EXCERPT TO READ –
○ ○ ○ ○ ○

Saddam May Be Hiding In Hometown
Saddam Hussein has been hiding in his hometown Tikrit and is believed to be exerting influence within the resistance that has been killing American soldiers at a rate of nearly one every two days, a U.S. officer said Monday.
"We have clear indication he has been here recently," Maj. Troy Smith, executive officer of the 1st Brigade, 4th Infantry Division, told reporters.
"He could be here right now," Smith added. "At the least, he is maintaining a strong influence in the area."
A U.S. soldier was killed Monday and two others were wounded in a rocket-propelled grenade attack in Tikrit. Another soldier died Sunday in a land mine explosion in Beiji. The deaths bring to 96 the number of U.S. soldiers known to have been killed in hostile action since May 1, when President Bush declared major combat in Iraq over.
Saddam, who was born in a village on the southern outskirts of Tikrit, was last seen in Baghdad in early April as the city was falling to American forces. His sons Odai and Qusai were killed July 22 in the northern city of Mosul.
In other developments:
The attack outside the Baghdad Hotel on Sunday was the seventh fatal vehicle bombing in Iraq since early August. The bombings have killed more than 140 people.
"We will work with the Iraqi police to find those responsible and bring them to justice," Iraq's U.S. civilian administrator, L. Paul Bremer, said after Sunday's bombing. So far, none of the planners of the previous bombings has been found.
Two cars exploded nearly simultaneously on Sunday, but military spokesman Lt. Col. George Krivo said Monday it was unclear whether the second car was part of the attack or if its fuel tank had been ignited by the first blast.

○ ○ ○ ○ ○

INFORMATION –
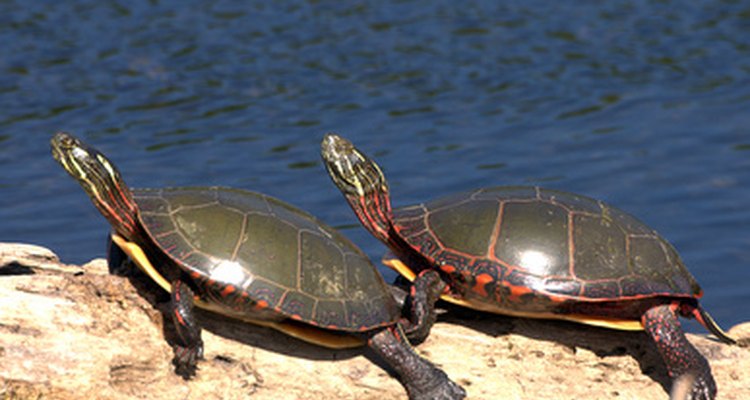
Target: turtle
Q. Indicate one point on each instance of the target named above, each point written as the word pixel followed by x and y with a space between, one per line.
pixel 532 252
pixel 255 258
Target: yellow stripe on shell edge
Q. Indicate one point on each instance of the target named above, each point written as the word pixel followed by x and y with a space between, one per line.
pixel 301 331
pixel 612 323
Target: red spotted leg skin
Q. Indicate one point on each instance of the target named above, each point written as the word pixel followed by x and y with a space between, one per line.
pixel 683 361
pixel 423 380
pixel 420 305
pixel 190 347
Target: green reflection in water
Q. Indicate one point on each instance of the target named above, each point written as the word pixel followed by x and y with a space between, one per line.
pixel 303 164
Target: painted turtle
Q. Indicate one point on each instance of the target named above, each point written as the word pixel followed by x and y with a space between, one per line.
pixel 532 252
pixel 255 258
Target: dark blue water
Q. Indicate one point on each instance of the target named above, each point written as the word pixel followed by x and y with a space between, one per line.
pixel 643 104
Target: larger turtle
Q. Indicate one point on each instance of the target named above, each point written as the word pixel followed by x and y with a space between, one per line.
pixel 252 257
pixel 531 252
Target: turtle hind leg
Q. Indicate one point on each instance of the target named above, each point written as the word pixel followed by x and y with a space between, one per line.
pixel 422 380
pixel 420 305
pixel 190 347
pixel 683 361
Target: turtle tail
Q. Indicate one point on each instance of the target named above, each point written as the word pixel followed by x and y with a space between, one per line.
pixel 702 316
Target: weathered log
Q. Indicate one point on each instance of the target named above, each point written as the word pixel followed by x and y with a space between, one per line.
pixel 70 332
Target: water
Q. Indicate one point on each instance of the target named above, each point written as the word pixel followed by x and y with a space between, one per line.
pixel 640 103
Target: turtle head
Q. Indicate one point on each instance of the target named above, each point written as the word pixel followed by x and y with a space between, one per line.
pixel 352 171
pixel 362 183
pixel 99 178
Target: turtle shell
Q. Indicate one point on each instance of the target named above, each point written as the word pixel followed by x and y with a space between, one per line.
pixel 250 253
pixel 504 243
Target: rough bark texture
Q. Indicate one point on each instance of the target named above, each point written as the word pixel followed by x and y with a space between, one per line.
pixel 69 332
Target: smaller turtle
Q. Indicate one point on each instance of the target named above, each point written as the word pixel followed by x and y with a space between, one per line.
pixel 252 257
pixel 532 252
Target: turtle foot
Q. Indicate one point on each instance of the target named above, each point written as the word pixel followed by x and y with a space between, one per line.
pixel 693 386
pixel 186 360
pixel 445 390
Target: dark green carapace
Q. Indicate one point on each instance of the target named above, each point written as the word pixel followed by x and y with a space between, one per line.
pixel 583 248
pixel 261 253
pixel 532 252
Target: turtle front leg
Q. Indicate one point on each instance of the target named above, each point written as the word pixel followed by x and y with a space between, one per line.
pixel 190 347
pixel 684 362
pixel 116 258
pixel 420 305
pixel 422 380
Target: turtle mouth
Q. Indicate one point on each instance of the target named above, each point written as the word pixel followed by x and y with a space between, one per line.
pixel 70 153
pixel 350 170
pixel 341 160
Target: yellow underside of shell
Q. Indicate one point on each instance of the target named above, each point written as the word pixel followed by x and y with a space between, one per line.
pixel 307 333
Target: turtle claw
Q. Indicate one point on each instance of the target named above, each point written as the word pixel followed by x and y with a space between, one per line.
pixel 691 386
pixel 447 390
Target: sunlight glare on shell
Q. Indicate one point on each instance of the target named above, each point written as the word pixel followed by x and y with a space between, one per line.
pixel 230 272
pixel 535 261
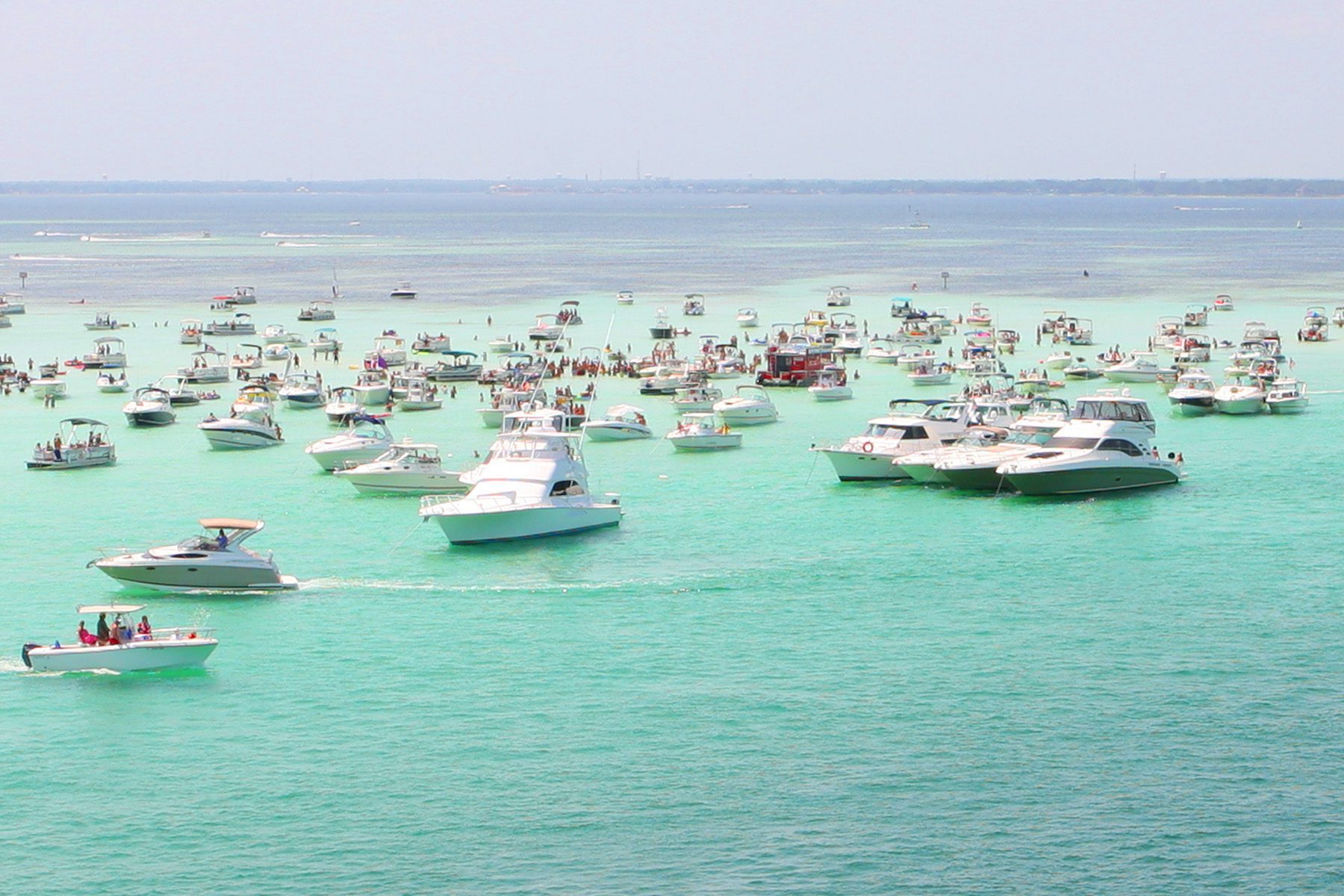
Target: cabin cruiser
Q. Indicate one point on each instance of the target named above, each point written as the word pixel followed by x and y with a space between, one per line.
pixel 342 405
pixel 831 386
pixel 80 442
pixel 132 647
pixel 149 406
pixel 749 406
pixel 253 429
pixel 366 440
pixel 909 426
pixel 302 390
pixel 319 309
pixel 208 366
pixel 532 484
pixel 620 423
pixel 109 351
pixel 406 467
pixel 1238 396
pixel 1139 367
pixel 1192 394
pixel 1090 455
pixel 113 382
pixel 206 561
pixel 698 432
pixel 1287 396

○ ○ ○ ○ ○

PARTS OF THE EXERCISE –
(a) Copy word for word the part of the Saddam Hussein article starting with "A U.S. soldier" and going on through "in Iraq over.".
(b) Extend the news article about Saddam Hussein possibly hiding in Tikrit, picking up after its final sentence.

ANSWERS BELOW –
(a)
A U.S. soldier was killed Monday and two others were wounded in a rocket-propelled grenade attack in Tikrit. Another soldier died Sunday in a land mine explosion in Beiji. The deaths bring to 96 the number of U.S. soldiers known to have been killed in hostile action since May 1, when President Bush declared major combat in Iraq over.

(b)
The Pentagon said gunfire from Iraqi guards and U.S. personnel aborted the plan to hit the hotel, home to officials of the U.S.-led occupation authority here and reportedly some members of Iraq's interim Governing Council.
At least one guard was reported among the six bystanders dead; the two drivers also were presumed killed, but was not clear if one or both were suicide attackers. One member of the 25-seat Governing Council, Mouwafak al-Rabii, told Al-Jazeera satellite television he suffered a slight hand injury.
The lunchtime attack sent terror-stricken Iraqis fleeing up Saadoun Avenue, over broken window glass from banks, restaurants and shops and past the bloodied bodies of injured. American helicopters and combat vehicles converged on the chaotic scene as black smoke from burning cars billowed over the central city.
The six victims and 32 injured reported at al-Kindi Hospital — four in critical condition — were all Iraqis, authorities said. The U.S. military said three Americans were slightly injured.
Along Saadoun Avenue, feelings ran high against the Americans and their inability to stop the bombings. As rubble burned outside the hotel, a crowd chanted slogans calling the U.S.-led regime a failure.